** Opening Provided material block **

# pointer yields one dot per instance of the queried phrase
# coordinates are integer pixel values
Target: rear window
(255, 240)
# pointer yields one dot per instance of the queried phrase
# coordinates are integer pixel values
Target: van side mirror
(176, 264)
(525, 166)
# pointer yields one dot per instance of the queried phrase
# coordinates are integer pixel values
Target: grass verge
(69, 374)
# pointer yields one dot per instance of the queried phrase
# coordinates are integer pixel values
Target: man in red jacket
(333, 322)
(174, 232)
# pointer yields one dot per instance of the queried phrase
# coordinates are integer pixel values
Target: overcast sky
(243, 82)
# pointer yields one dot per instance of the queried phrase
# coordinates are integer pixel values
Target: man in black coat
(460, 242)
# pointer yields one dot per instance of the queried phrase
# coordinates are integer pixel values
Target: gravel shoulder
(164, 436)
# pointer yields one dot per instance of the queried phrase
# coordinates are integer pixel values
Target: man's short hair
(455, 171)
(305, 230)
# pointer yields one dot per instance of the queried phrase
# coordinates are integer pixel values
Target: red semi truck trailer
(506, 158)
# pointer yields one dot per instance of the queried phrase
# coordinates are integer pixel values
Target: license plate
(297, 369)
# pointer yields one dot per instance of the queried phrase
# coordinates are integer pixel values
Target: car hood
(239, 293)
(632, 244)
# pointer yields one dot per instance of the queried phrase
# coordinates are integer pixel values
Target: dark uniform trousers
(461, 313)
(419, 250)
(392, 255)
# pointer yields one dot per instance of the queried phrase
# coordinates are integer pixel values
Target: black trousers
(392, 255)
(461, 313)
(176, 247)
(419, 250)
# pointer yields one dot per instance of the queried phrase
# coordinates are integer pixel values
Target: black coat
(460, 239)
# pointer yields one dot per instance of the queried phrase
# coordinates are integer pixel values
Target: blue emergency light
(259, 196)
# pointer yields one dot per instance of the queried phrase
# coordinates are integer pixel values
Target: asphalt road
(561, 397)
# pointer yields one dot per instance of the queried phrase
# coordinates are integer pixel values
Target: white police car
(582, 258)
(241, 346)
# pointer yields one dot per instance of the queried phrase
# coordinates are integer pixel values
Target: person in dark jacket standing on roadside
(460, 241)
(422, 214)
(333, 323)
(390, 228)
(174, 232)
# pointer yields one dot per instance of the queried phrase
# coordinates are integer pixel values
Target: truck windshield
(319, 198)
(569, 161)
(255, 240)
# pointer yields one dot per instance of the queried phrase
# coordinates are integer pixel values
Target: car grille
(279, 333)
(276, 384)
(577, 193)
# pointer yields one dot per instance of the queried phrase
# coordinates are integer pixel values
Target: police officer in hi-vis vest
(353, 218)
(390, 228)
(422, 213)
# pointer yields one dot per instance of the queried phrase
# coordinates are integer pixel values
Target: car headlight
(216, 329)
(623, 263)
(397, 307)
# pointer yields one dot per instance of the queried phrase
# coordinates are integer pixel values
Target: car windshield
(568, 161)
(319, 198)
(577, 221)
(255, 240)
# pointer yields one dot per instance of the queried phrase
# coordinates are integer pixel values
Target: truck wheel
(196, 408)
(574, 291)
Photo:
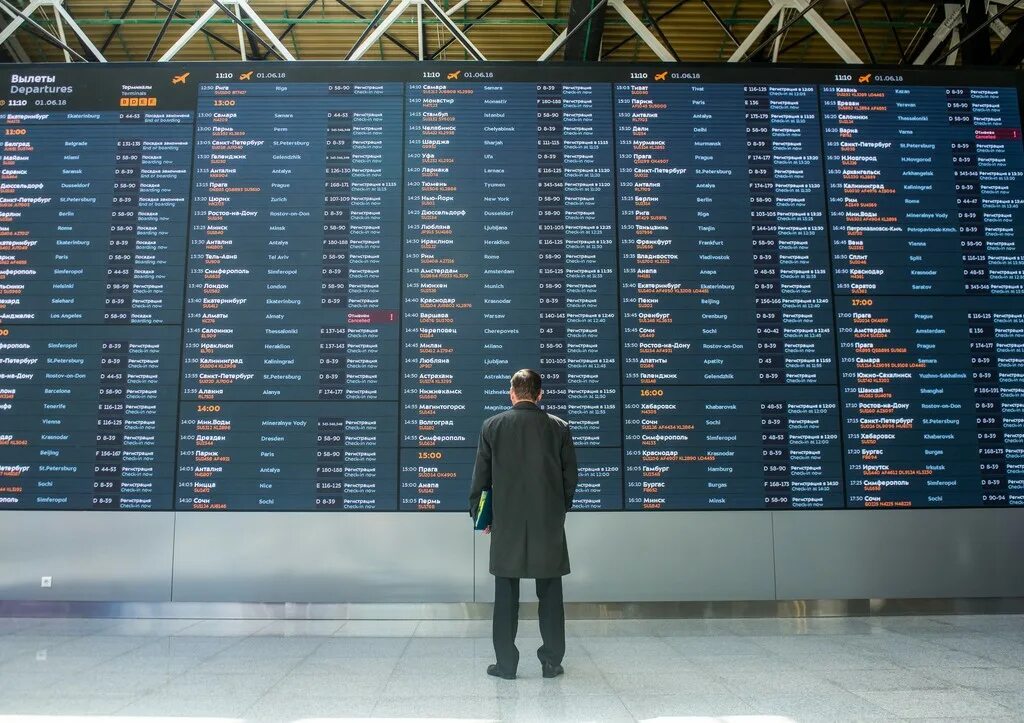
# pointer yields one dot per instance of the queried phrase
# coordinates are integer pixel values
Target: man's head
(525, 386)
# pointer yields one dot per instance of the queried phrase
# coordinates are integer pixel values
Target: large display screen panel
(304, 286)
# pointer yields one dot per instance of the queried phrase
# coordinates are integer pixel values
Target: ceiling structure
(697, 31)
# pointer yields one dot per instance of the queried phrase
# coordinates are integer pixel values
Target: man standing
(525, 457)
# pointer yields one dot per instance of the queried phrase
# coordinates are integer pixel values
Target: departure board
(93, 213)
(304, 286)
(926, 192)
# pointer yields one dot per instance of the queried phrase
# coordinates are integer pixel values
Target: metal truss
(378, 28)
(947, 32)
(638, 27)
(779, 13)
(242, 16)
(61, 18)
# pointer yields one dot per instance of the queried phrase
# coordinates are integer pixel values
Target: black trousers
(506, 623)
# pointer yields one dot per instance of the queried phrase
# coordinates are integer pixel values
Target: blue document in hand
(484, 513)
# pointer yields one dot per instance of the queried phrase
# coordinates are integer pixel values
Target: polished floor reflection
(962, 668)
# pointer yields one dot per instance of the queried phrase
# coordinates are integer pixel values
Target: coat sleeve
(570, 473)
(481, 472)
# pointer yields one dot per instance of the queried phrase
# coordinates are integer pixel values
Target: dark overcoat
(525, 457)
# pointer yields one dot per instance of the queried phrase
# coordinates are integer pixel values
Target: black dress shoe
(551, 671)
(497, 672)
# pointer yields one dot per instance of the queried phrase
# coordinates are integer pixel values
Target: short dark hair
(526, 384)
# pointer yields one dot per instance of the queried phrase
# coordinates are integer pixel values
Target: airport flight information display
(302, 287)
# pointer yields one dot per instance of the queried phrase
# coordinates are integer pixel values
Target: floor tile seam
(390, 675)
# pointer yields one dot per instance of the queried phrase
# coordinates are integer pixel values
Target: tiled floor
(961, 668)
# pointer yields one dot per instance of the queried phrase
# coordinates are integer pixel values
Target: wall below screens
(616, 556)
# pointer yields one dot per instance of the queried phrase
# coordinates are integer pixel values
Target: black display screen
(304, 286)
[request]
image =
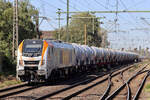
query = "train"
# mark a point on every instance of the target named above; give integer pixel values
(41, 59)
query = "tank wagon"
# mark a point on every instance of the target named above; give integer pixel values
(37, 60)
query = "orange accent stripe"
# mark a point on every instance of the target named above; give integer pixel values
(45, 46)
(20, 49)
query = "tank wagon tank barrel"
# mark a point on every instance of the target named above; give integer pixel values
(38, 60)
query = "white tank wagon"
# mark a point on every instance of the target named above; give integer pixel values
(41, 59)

** Closing Provided material block **
** Opening Provided material block **

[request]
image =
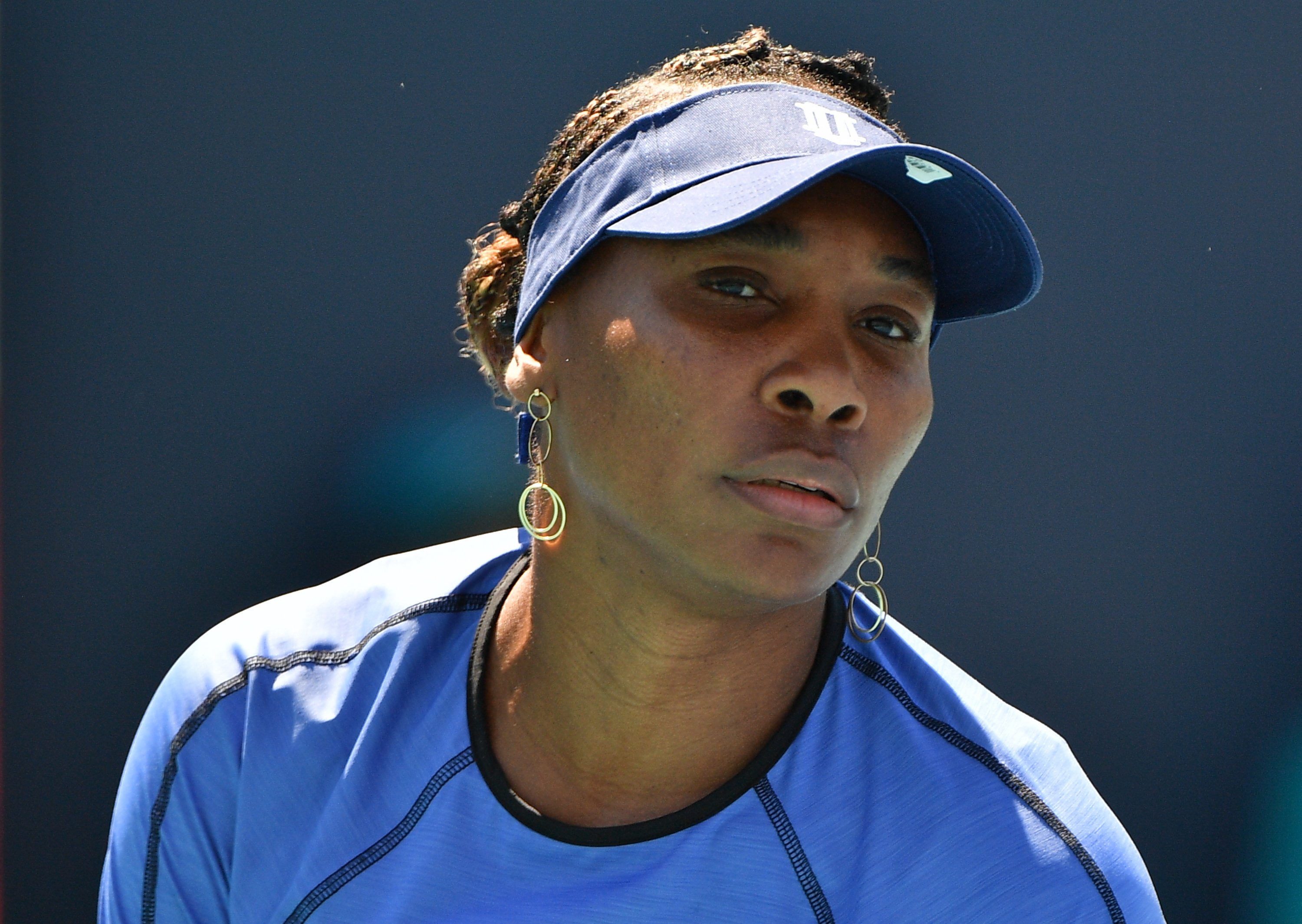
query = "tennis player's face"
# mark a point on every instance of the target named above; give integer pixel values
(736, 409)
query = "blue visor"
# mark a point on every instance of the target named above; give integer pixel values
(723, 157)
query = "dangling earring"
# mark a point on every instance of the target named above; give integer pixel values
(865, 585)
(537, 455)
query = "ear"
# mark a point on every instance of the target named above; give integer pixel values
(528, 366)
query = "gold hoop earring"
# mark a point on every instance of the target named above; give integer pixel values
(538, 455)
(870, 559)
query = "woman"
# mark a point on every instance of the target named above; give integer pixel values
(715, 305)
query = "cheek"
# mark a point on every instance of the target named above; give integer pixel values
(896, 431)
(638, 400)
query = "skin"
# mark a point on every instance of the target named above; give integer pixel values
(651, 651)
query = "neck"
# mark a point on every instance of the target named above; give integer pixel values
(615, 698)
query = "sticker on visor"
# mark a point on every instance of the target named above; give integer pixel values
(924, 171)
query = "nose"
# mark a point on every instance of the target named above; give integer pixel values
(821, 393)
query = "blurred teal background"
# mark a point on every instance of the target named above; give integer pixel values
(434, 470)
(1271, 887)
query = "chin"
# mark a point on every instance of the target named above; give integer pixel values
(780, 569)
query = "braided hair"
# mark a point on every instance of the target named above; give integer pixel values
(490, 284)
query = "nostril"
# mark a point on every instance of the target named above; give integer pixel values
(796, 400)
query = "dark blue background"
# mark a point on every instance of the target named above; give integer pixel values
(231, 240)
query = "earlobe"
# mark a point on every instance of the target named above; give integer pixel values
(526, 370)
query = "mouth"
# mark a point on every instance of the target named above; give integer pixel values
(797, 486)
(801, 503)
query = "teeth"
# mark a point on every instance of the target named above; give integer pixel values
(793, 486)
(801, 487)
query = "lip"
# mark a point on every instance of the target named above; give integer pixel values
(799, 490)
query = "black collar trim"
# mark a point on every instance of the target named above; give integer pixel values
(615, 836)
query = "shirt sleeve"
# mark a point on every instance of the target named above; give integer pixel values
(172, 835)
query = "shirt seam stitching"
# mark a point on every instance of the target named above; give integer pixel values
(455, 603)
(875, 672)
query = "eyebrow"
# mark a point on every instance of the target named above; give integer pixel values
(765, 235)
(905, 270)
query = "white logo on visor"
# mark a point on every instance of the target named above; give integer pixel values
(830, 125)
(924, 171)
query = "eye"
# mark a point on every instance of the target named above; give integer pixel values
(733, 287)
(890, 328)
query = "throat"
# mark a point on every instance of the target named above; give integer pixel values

** Closing Provided material block **
** Opening Provided material block **

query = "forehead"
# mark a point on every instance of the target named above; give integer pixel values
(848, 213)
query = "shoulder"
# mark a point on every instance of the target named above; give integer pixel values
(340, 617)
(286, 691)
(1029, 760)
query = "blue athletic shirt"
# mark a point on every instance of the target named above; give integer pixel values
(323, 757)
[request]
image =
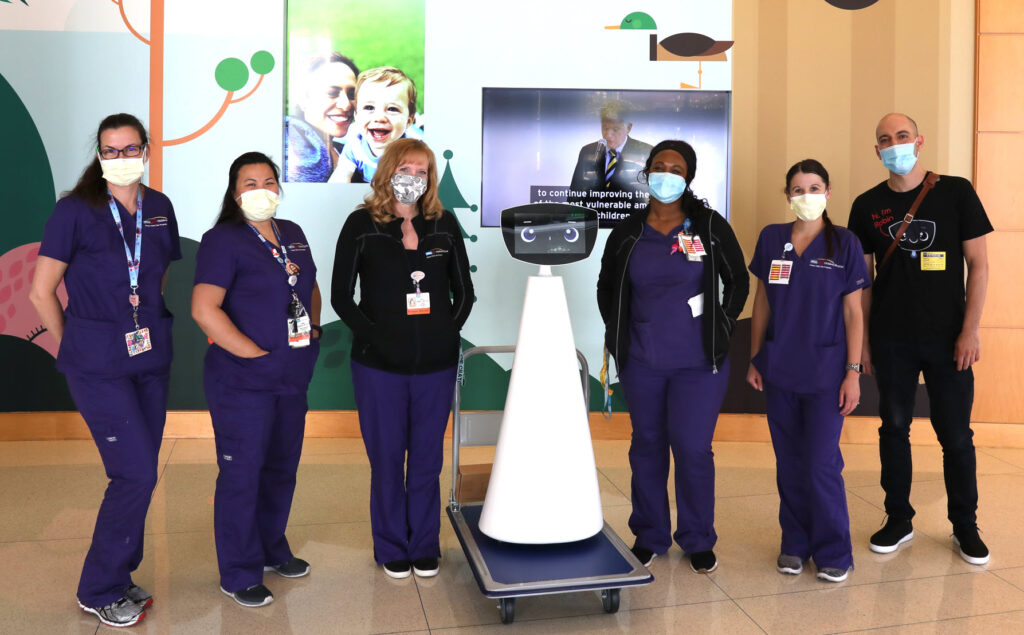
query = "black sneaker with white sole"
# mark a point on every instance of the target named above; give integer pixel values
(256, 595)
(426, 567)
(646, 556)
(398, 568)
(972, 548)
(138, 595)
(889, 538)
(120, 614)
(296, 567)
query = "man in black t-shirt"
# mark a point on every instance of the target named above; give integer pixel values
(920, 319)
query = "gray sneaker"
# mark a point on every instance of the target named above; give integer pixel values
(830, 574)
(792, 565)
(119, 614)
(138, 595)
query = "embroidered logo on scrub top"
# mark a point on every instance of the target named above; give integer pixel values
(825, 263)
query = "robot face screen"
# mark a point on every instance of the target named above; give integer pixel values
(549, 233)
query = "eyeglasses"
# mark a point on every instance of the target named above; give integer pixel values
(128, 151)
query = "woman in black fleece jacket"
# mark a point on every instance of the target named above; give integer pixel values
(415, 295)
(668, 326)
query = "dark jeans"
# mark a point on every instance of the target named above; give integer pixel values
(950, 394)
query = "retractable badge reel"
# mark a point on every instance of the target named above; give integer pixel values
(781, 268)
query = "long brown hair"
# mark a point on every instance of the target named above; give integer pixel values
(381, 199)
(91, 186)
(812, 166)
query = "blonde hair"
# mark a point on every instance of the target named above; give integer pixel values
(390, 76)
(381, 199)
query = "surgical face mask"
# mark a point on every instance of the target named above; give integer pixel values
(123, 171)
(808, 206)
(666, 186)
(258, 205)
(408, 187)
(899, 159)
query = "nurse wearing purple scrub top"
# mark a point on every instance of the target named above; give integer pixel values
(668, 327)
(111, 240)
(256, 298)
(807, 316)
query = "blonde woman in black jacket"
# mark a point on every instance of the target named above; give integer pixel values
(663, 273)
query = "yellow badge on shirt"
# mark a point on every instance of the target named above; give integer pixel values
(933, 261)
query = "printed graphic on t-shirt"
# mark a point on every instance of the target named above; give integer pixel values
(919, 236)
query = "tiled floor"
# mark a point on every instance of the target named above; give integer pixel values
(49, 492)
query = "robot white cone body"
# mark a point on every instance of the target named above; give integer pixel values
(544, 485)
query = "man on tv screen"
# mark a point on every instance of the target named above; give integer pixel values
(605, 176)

** Closing Provided material block **

Report how many lines in the data include the word "robot". Nothing else is needed.

2